_TEXT UNDER STUDY:_
____________
In films, as in life, the bathtub is often considered a private space for women – a place not only to groom, but to relax, to think, to grieve, to be alone, to find sanctuary. For Hollywood, though, it’s also a place of naked vulnerability, where women narratively placed in harm’s way have no escape. Using appropriated movies, this experimental found footage work deconstructs the representations of women in this domestic space as historically framed in popular film. (Jennifer Proctor)
by Tuff Guts, Hazel Katz, Daniel Goodman
(USA, HD video, color, sound, 2018, 15:08)
“Acting erratically” is a term typically used by law enforcement when they believe they are encountering someone experiencing mental distress. This short film explores the connections between freedom of movement and state sanctioned violence in the lives of NYC-based women and gender-non-conforming people of color by critically engaging with the archive and using found footage as metaphorical architecture. A narrative of resistance is explored through the first person by Mecca, who re-appropriates the idea of Acting Erratically as a powerful and performative response to systemic oppression and police violence. This film was made collaboratively with members of Picture The Homeless and Black Youth Project 100 (NYC Chapter). (Tuff Guts, et. al.)
____________
_GIVEN DATA:_
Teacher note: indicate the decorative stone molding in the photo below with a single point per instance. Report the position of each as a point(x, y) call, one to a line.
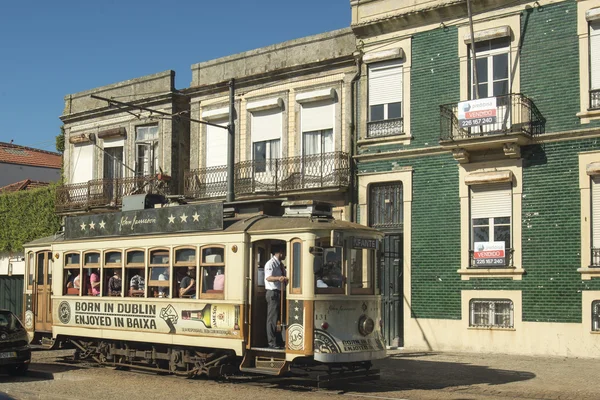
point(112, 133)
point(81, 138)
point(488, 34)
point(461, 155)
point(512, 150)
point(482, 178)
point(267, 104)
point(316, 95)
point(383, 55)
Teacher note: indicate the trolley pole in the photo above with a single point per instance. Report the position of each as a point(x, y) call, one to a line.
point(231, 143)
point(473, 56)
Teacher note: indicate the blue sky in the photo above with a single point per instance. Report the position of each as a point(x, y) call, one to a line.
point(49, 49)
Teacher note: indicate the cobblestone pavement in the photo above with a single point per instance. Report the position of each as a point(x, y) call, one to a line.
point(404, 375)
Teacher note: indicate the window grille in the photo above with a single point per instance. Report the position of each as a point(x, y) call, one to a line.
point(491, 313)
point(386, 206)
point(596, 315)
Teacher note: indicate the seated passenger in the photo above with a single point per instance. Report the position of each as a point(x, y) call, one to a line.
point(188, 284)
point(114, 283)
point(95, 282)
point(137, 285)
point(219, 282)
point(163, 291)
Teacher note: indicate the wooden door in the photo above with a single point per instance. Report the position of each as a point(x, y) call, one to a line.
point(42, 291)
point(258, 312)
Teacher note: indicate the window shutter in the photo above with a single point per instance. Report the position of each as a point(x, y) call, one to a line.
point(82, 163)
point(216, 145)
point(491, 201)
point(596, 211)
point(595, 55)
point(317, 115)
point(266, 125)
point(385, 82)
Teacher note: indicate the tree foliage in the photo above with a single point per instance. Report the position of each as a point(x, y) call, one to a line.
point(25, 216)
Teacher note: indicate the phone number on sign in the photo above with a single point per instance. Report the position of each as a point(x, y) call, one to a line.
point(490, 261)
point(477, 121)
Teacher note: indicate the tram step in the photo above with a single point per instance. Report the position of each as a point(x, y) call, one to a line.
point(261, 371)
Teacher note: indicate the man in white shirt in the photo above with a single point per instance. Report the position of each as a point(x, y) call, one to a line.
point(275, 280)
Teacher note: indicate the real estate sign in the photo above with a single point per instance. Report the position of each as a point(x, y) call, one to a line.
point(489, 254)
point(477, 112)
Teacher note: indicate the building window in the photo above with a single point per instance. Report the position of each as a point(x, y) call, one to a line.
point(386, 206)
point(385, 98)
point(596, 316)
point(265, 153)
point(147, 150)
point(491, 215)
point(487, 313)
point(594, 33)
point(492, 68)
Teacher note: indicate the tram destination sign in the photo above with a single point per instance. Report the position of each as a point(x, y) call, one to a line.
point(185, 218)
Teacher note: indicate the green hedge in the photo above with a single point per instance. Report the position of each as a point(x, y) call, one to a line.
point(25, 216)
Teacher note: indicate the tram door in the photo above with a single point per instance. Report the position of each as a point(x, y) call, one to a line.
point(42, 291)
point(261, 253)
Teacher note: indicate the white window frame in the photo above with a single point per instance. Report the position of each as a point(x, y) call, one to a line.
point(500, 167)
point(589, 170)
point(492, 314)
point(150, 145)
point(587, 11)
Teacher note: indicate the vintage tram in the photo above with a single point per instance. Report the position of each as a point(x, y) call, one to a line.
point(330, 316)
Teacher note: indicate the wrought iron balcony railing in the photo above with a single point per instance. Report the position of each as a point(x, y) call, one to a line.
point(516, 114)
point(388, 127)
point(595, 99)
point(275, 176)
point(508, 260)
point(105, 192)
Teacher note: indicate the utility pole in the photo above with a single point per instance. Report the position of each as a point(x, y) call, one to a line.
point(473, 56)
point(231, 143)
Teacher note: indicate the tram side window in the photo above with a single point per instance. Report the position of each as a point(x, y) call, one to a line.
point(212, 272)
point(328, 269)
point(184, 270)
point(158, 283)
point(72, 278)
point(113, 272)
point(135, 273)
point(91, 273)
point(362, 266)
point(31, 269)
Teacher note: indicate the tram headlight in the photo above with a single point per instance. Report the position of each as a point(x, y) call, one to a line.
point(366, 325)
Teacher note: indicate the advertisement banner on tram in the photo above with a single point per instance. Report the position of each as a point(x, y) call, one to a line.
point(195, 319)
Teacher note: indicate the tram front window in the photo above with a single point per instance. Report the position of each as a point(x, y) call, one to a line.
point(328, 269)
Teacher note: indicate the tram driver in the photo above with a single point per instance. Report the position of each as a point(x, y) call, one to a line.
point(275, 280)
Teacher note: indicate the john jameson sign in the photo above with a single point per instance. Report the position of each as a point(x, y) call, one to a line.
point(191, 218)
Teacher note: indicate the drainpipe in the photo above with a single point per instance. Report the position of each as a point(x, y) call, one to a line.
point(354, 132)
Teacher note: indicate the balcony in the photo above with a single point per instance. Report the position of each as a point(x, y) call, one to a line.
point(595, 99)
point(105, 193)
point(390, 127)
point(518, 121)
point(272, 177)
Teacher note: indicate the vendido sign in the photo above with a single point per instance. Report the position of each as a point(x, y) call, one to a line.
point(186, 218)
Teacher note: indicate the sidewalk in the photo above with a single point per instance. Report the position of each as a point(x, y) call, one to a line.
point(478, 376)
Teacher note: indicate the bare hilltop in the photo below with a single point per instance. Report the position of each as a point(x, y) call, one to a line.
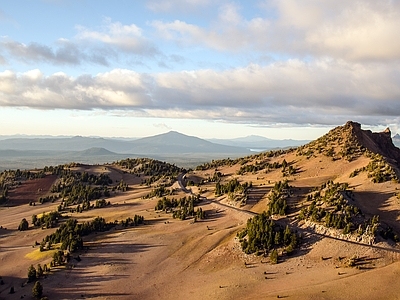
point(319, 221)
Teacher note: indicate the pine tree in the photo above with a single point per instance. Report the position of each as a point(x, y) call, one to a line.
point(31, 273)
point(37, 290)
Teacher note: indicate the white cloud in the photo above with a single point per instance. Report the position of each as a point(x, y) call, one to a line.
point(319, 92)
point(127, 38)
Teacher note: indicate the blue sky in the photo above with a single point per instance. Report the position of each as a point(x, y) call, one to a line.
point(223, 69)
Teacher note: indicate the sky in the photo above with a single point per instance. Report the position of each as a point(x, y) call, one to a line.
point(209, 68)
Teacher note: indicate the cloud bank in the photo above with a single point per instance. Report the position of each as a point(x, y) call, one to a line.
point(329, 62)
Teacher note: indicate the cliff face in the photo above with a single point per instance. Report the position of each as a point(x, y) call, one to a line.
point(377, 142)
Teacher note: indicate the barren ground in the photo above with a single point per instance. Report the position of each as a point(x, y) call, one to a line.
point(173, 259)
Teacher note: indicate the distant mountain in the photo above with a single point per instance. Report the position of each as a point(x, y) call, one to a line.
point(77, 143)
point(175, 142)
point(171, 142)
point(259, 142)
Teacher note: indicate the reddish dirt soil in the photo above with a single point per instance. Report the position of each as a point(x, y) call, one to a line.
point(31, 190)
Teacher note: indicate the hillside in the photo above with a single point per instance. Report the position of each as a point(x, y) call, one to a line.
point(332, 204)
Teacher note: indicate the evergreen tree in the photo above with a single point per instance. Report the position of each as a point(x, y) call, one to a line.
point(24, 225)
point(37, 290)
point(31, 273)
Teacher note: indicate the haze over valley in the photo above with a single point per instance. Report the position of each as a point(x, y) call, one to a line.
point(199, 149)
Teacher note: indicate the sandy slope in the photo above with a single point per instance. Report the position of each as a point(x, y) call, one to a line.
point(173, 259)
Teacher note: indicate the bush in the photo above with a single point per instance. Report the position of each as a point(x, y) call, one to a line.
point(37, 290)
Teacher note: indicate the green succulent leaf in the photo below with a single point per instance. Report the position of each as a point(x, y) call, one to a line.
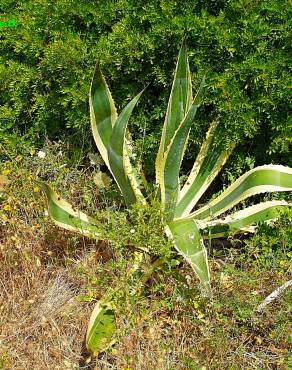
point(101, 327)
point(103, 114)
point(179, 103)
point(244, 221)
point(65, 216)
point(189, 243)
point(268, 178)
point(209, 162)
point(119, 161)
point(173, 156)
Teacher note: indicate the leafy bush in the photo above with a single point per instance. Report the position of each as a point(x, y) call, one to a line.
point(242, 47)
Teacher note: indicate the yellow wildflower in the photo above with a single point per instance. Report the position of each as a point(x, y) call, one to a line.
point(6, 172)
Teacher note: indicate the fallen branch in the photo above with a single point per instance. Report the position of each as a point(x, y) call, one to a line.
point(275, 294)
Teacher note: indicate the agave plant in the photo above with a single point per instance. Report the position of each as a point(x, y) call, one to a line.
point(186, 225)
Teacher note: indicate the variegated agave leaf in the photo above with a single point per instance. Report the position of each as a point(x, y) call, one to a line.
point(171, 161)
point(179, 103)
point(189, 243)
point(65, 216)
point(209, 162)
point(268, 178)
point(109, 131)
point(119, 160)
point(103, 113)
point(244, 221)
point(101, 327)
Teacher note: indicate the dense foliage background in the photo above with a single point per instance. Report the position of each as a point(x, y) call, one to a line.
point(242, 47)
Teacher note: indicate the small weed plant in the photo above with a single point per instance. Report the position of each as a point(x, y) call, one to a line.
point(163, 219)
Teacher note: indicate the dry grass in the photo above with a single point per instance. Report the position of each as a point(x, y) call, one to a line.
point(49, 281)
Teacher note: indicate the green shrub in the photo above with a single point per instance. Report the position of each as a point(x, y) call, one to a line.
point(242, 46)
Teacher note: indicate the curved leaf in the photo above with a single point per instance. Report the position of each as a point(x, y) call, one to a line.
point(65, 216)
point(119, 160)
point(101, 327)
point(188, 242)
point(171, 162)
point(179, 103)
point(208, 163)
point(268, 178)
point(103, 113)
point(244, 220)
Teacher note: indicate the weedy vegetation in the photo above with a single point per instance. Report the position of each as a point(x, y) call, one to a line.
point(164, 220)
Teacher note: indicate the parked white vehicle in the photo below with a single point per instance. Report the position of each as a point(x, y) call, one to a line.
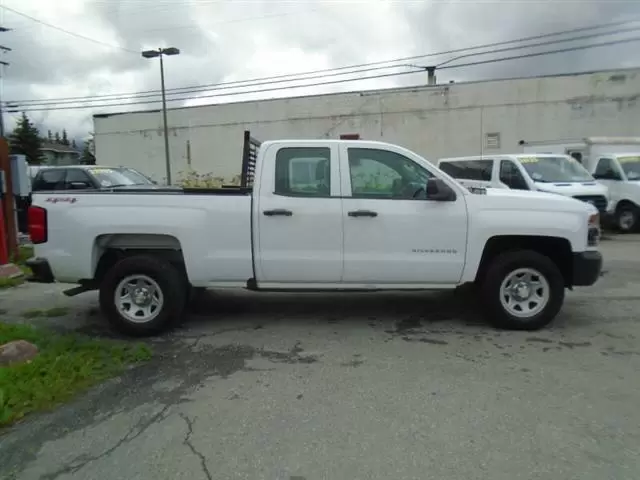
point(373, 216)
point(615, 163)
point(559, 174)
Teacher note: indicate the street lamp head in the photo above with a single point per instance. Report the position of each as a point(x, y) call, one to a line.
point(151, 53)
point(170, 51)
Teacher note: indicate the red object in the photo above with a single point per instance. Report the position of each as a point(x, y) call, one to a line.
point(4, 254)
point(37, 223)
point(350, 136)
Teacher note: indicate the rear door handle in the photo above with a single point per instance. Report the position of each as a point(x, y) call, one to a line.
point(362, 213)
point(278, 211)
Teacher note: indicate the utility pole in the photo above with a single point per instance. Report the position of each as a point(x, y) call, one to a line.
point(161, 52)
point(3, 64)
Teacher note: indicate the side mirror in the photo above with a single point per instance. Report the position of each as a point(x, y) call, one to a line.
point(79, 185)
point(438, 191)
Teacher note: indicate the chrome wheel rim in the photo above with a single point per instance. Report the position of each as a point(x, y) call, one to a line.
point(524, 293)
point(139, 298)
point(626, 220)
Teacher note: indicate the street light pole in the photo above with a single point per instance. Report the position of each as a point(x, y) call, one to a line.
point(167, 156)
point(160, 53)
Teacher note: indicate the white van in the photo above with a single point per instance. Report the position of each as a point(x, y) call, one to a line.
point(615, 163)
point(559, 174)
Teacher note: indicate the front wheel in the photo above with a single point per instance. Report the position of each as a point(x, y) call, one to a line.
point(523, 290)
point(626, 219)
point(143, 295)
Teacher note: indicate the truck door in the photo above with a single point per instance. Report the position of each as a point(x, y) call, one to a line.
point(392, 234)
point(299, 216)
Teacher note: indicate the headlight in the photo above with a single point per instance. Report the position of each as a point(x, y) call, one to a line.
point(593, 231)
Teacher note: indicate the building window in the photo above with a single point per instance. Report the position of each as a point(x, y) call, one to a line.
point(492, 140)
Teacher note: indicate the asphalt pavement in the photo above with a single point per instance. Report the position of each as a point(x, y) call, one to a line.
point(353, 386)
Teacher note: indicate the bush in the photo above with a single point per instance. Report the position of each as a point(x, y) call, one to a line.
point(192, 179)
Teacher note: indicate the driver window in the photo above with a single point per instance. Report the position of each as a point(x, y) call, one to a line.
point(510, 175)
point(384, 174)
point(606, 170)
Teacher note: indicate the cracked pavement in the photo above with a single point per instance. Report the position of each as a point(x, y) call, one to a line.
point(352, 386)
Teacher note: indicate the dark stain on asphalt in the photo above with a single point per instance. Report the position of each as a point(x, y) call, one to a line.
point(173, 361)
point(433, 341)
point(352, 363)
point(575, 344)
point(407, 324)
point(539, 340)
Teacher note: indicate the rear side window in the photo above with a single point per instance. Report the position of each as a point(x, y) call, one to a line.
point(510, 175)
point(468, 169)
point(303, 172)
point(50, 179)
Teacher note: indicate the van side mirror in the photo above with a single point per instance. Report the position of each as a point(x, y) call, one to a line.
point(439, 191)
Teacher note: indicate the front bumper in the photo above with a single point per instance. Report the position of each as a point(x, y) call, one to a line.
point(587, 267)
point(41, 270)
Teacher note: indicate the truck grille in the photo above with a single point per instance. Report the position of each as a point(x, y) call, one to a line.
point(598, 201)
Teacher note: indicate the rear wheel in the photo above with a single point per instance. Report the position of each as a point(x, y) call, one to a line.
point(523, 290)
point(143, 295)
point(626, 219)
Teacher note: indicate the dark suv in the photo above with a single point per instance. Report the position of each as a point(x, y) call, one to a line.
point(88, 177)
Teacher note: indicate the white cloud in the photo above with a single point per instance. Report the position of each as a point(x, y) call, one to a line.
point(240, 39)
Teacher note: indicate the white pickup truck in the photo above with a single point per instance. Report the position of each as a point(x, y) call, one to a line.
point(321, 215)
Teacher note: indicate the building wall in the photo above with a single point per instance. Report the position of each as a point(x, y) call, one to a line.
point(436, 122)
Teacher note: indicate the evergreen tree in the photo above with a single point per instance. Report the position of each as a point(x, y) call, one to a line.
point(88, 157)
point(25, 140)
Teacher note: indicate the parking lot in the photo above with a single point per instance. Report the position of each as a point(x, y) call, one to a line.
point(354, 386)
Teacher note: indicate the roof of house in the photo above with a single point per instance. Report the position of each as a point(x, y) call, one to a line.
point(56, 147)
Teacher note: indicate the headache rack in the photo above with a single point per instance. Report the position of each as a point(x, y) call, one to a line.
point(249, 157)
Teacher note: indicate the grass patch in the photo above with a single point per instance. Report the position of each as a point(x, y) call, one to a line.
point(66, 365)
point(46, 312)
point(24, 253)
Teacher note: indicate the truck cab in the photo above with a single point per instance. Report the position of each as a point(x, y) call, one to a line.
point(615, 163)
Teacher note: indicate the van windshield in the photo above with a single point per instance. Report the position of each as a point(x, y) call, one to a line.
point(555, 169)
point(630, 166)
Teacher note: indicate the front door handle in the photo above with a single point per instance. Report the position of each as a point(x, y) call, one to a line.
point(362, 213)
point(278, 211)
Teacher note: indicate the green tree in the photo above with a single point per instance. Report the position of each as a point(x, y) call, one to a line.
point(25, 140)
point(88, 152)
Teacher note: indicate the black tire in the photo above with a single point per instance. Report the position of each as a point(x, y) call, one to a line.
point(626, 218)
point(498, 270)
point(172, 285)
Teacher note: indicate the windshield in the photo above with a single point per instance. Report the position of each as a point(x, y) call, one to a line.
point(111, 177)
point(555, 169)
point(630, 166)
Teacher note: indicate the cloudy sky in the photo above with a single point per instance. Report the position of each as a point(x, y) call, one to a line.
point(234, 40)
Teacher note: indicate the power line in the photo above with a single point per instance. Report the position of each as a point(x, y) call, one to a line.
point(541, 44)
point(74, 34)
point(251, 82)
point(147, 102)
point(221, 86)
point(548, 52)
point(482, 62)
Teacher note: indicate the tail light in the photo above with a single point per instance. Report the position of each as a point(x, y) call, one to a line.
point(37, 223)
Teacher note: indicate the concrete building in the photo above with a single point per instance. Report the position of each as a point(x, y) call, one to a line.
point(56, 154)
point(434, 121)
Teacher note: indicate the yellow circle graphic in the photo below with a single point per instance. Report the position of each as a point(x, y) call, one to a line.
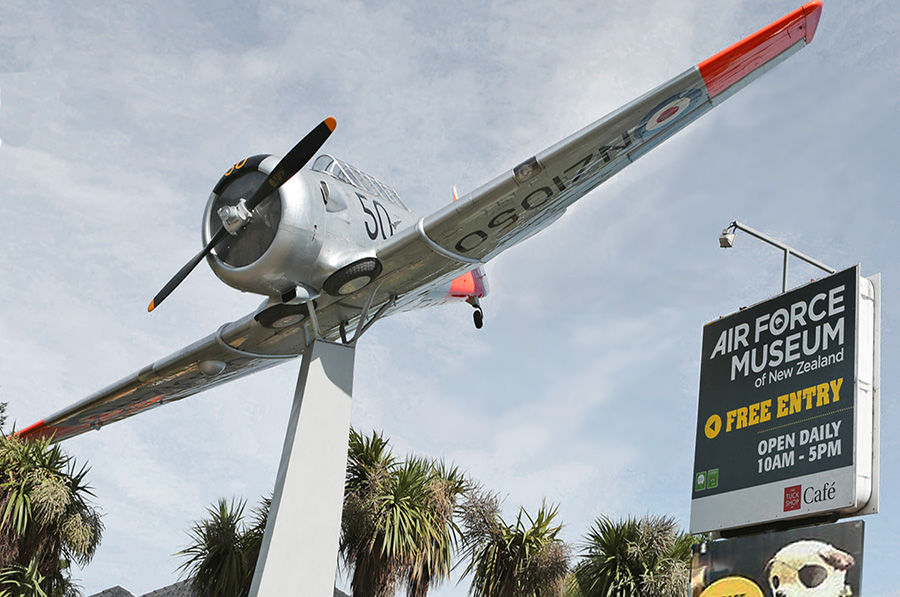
____________
_WHAT IS REQUIRED:_
Reproduce the film descriptions word for word, in full.

_YOUR RESPONSE:_
In films, as in life, the bathtub is often considered a private space for women – a place not only to groom, but to relax, to think, to grieve, to be alone, to find sanctuary. For Hollywood, though, it’s also a place of naked vulnerability, where women narratively placed in harm’s way have no escape. Using appropriated movies, this experimental found footage work deconstructs the representations of women in this domestic space as historically framed in popular film. (Jennifer Proctor)
by Tuff Guts, Hazel Katz, Daniel Goodman
(USA, HD video, color, sound, 2018, 15:08)
“Acting erratically” is a term typically used by law enforcement when they believe they are encountering someone experiencing mental distress. This short film explores the connections between freedom of movement and state sanctioned violence in the lives of NYC-based women and gender-non-conforming people of color by critically engaging with the archive and using found footage as metaphorical architecture. A narrative of resistance is explored through the first person by Mecca, who re-appropriates the idea of Acting Erratically as a powerful and performative response to systemic oppression and police violence. This film was made collaboratively with members of Picture The Homeless and Black Youth Project 100 (NYC Chapter). (Tuff Guts, et. al.)